:: MATERIAL SHOWN ::
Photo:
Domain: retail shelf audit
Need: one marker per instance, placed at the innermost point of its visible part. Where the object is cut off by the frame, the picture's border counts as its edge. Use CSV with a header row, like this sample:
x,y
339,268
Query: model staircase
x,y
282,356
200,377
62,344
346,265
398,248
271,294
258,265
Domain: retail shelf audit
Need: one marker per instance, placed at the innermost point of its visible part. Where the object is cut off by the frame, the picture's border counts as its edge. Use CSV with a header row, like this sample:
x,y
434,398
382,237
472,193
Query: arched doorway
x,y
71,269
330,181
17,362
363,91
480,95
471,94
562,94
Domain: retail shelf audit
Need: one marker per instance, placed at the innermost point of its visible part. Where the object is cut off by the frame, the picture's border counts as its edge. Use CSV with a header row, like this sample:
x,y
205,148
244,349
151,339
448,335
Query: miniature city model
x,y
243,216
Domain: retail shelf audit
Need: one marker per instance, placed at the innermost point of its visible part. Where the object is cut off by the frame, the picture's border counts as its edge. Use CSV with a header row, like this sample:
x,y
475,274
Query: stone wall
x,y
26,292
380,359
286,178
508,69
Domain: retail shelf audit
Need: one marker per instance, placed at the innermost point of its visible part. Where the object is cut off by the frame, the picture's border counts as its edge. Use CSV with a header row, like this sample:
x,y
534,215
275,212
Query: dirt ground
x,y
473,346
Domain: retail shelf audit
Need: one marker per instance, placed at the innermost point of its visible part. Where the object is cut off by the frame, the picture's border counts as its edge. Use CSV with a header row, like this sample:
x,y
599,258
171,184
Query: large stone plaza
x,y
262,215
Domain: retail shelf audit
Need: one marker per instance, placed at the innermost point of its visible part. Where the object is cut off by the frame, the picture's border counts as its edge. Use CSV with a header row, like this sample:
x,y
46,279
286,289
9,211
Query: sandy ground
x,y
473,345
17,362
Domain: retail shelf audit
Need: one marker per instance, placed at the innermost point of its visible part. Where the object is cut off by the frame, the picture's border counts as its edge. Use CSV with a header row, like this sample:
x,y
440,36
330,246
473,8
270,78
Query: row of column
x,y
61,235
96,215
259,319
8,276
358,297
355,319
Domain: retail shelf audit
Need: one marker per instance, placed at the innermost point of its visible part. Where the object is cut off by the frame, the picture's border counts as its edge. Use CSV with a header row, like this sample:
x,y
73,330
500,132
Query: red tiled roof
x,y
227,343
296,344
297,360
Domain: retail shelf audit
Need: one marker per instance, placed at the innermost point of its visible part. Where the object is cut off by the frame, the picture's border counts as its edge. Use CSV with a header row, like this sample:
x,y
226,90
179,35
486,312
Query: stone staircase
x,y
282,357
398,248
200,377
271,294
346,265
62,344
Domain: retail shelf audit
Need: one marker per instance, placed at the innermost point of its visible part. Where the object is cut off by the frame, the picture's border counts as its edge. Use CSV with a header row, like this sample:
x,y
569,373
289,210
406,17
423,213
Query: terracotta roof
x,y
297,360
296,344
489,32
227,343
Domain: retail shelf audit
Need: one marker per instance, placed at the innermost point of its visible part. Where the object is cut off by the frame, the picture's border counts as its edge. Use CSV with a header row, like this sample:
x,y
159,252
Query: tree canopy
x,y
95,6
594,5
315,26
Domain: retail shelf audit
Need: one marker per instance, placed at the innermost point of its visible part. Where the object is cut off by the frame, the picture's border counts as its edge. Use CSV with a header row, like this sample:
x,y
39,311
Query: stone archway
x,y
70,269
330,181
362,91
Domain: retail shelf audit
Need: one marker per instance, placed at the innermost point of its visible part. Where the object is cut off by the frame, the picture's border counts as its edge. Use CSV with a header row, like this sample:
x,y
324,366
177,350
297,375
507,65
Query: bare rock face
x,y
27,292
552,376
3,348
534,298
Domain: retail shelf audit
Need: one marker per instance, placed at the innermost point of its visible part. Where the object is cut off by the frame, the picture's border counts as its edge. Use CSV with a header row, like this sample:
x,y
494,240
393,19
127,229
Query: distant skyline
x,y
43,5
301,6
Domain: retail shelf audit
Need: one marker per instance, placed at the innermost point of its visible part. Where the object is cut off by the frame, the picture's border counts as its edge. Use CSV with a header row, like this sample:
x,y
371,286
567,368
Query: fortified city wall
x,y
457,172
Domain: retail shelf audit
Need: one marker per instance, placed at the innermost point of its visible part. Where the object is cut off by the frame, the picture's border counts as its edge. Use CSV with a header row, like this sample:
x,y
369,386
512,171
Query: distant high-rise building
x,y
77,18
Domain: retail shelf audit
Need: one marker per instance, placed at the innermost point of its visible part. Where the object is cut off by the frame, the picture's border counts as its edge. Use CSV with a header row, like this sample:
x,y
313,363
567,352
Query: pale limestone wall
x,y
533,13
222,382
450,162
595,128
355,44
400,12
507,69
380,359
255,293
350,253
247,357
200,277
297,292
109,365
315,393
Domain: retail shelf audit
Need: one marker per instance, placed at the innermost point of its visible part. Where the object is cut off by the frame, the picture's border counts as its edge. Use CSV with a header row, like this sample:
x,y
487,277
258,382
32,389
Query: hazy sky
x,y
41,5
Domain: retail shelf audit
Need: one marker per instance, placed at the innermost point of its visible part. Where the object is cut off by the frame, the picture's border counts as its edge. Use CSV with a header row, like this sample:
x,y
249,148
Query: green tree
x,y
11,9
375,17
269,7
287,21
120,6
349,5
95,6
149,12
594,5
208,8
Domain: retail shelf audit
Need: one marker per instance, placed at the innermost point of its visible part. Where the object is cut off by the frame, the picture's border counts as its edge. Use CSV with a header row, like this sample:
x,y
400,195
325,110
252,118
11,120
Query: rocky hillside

:: REQUIREMENT ::
Return all entries exactly.

:: TASK SOLUTION ::
Photo:
Domain: retail shelf audit
Need: one marker per instance, placed at the innermost point of its visible part. Where the object is cut off by the frame, the picture's border counts as its edge. Use CSV with a header row, like this sample:
x,y
339,268
Query: model staircase
x,y
282,356
200,377
62,344
346,265
398,248
271,294
258,265
Domain: retail shelf audit
Need: one marker per instance, placed at the innermost point of its visible part. Where the object is cut off by the frame, the picture's border counts as its edge. Use CSV with a header row, like this sample:
x,y
434,398
382,237
472,193
Query: arched doorway
x,y
71,269
330,181
17,362
363,91
480,95
471,94
562,94
Domain: retail shelf audit
Need: one marker per instance, placed at the innermost point of its visible part. Where the object is cut off by the frame, the picture's border counts as its edge. Use CSV with a header row, like this sample:
x,y
205,148
244,349
151,339
448,335
Query: miniature city model
x,y
243,216
Domain: retail shelf audit
Need: one marker per instance, placed at the innermost point of its visible part. Where the object is cut off by the frame, the picture's border counts as its edge. Use CSV with a header row, like this sample:
x,y
475,274
Query: stone wall
x,y
26,292
380,359
286,178
508,69
Domain: retail shelf audit
Need: one marker per instance, placed at the innermost point of its visible part. Where the object is cut off by the frame, the picture's border counts as its edge. Use CSV with a header row, like this sample:
x,y
534,215
275,212
Query: dirt ground
x,y
473,346
Domain: retail shelf audit
Need: one marker per instance, placed at the innermost point of its visible part. Where the object is cut off by the frame, the picture's border counts as its edge. Use CSV with a header row, like this sample:
x,y
599,258
171,184
Query: large stone plaza
x,y
262,215
Domain: retail shelf audit
Need: one marker per instance, placed at the innermost point of its visible part. Where the object is cut off by the frame, the picture's border counts as its edge. Use CSV with a header row, like this sample:
x,y
46,279
286,289
9,211
Query: sandy ground
x,y
473,345
17,362
Domain: retail shelf audit
Need: one marker per instance, placed at the innermost point of its visible part. Where the object is cut off by the frame, the picture's border counts as its edge. Use CSV with a header row, like this sample:
x,y
440,36
330,246
473,8
270,78
Query: row of column
x,y
61,235
96,215
259,319
8,276
358,297
355,319
Domain: retail shelf audit
Need: one marker per instance, placed at the innermost point of its visible part. Where the object is cut off by the frame, the picture's border counts as its edge. Use CSV with a header row, like this sample:
x,y
73,330
500,132
Query: red tiled roof
x,y
227,343
296,344
297,360
Domain: retail shelf audit
Need: one marker per instance, placed at the innermost point of its visible part. Where the object is cut off by the frame, the picture's border counts as its edge. Use CSV with a header row, like this sample:
x,y
226,90
179,35
486,312
Query: stone staircase
x,y
282,357
398,248
200,377
271,294
346,265
62,344
Domain: retail shelf audit
Need: one marker per instance, placed at the innermost point of its visible part. Where the object is cut off by the frame, the picture's border counts as its edge. Use CSV with a header row, like this sample:
x,y
569,373
289,210
406,17
423,213
Query: terracotta roof
x,y
297,360
296,344
489,32
227,343
Domain: retail shelf audit
Need: one marker per instance, placed at the innermost point of its visible part. Where the object is cut off by the frame, the picture's border counts as its edge. Use CSV with a header row, like this sample:
x,y
159,252
Query: tree canopy
x,y
95,6
594,5
315,26
Domain: retail shelf audit
Need: one marker per instance, placed at the innermost point of its visible part. Where the object is cut off by the frame, the picture's border counts as its edge. Use CSV with a header row, like this sample:
x,y
39,311
Query: stone archway
x,y
70,269
330,181
362,91
Domain: retail shelf audit
Need: one marker per instance, placed at the innermost point of its visible part. Where the object is cut off by the frame, the picture's border counts as its edge. Use CSV with a header row, like this sample:
x,y
324,366
177,350
297,375
507,65
Query: bare rock face
x,y
27,292
552,376
3,348
534,298
Domain: retail shelf audit
Need: one marker per instance, placed at the innermost point of its visible part. Where the object is cut off by the frame, the picture's border counts as its edge. Use CSV with a header row, like this sample:
x,y
494,240
393,19
127,229
Query: distant skyline
x,y
43,5
301,6
Domain: retail shelf audit
Need: one marker per instance, placed at the innermost point of its visible part. Where the object is cut off by the frame, the picture's border counts as its edge. Use CSV with a header row, like this sample:
x,y
371,286
567,368
Query: fortified city wall
x,y
457,172
Domain: retail shelf audit
Need: one marker per instance, placed at the innermost point of its visible part. Where the object is cut off by the frame, the picture's border counts as its edge. Use CSV with a header row, like this sample:
x,y
369,386
512,171
Query: distant high-rise building
x,y
77,18
Domain: retail shelf audit
Need: one marker per instance, placed at the innermost point of its visible part. Where the object is cut off by the frame, the picture's border counts as its edge. Use CSV with a header row, like this sample:
x,y
313,363
567,352
Query: pale limestone wall
x,y
533,13
222,382
450,162
595,128
355,44
400,12
507,69
380,359
255,293
350,253
247,357
200,277
297,292
109,365
315,393
Domain: retail shelf audit
Need: one marker per instance, placed at the innermost point of its visible part. Where the object is cut off by the frame, the picture's border counts as its edge. Use CSV with a header row, like this sample:
x,y
487,277
258,382
32,389
Query: hazy sky
x,y
41,5
Domain: retail shelf audit
Need: one marker per instance, placed at the innermost point of its visible part. Where the object is cut off by the frame, the picture's border counts as its edge. Use CSV with a header row, like this sample:
x,y
249,148
Query: green tree
x,y
11,9
375,17
269,7
287,21
120,6
349,5
95,6
149,12
594,5
208,8
Domain: retail shelf audit
Need: one marker per instance, placed at the innermost point of its visible part. Where the object is cut off by the frame, the picture's border counts as its edge. Use CSV with a header row, like this sample:
x,y
400,195
325,110
252,118
11,120
Query: rocky hillside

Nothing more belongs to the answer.